**Problèmes et tâches**
- a) Traduisez en anglais cette phrase de l'extrait sur l'accueil des réfugiés : « Car les villageois ne sont pas éligibles aux aides internationales, ils ne sont pas réfugiés. »
- b) Rédigez la suite de l'extrait sur l'accueil des réfugiés, après sa dernière phrase.

Après la compassion, les tensions. Voici venu le temps des premières interrogations : quelle prise en charge devra être mise en place pour ces populations ? Jusqu’où va-t-on ? Etre réfugié, c’est d’abord être enregistré, reconnu en tant que tel. Le statut de réfugié donne droit à un certain nombre de services destinés à couvrir ses besoins vitaux : aide alimentaire, accès à l’eau, prise en charge médicale, le tout est gratuit. Ces aides sont dispensées majoritairement par les acteurs humanitaires financés par leurs donateurs et par les Etats. Mais sur le terrain, dans le village voisin qui côtoie les camps de réfugiés, l’incompréhension s’installe. Pour ses 400 habitants qui disposent d’un réseau de distribution d’eau potable rarement pleinement fonctionnel, d’un centre de santé mal approvisionné en médicaments et alors qu’il faut assurer les besoins quotidiens de la famille, l’accueil bienveillant de ces réfugiés se transforme parfois en jalousie, en tensions larvées. Car les villageois ne sont pas éligibles aux aides internationales, ils ne sont pas réfugiés. La question de la différence de traitement apparait plus cruellement dans la durée. ??
Après les phases d’accueil et de tensions vient celle de la lassitude : lassitude des états accueillants, lassitude financière des donateurs internationaux, désintérêt des médias et du grand public… alors que dans le même temps augmentent les pressions sur les ressources naturelles et les tensions sociales. Au bout de quelques années d’un conflit dont on ne voit pas la fin, les budgets alloués à ces crises commencent à être amputés. D’autres crises plus médiatiques apparaissent en parallèle. Alors on réduit la ration alimentaire, on réduit l’accès à l’eau… Quand on coupe le robinet dans des zones où la chaleur monte à 45 degrés, imaginez les réactions. Une situation qui peut remettre en cause un équilibre fragile porté à bout de bras par les pays accueillants. "Notre mission en tant qu’acteurs humanitaires : assurer le minimum vital pour ces familles qui essaient de protéger les leurs et préserver un semblant de dignité".

**Bloc de données**
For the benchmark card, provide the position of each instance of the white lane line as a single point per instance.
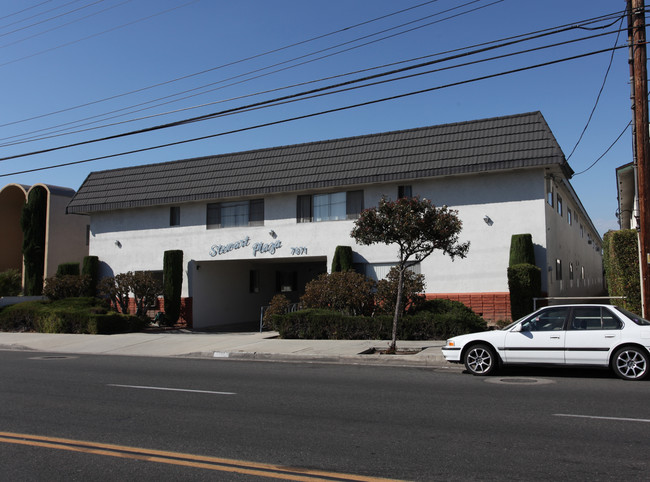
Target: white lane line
(619, 419)
(170, 389)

**Résultats attendus**
- a) Because the villagers are not eligible for international aid; they are not refugees.

- b)
En tant qu’acteur humanitaire, nous traitons les conséquences d’une crise. Pas les causes. Ce n’est pas notre métier. Les solutions politiques sont complexes, nous en sommes conscients et en subissons l’absence dans notre quotidien avec des besoins grandissants, une sécurité et un accès aux populations toujours plus fragiles. C’est évidemment le cas au Moyen-Orient, comme dans la vingtaine de pays où nous intervenons : Afghanistan, Centrafrique, Soudan du Sud, RD Congo, Somalie pour ne citer qu’eux. En attendant la résolution de ces conflits, pas d’autre option pour nous que de répondre aux besoins de base de ces populations fragilisées, accueillies parfois dans des Etats parmi les moins avancés. Et d’assurer le minimum vital à ces familles qui essaient de protéger les leurs et de préserver un semblant de dignité. Ne l’oublions pas, leur souhait est de retrouver leur pays, leur maison, leur environnement, pour reprendre une vie normale, donner un avenir à leurs enfants.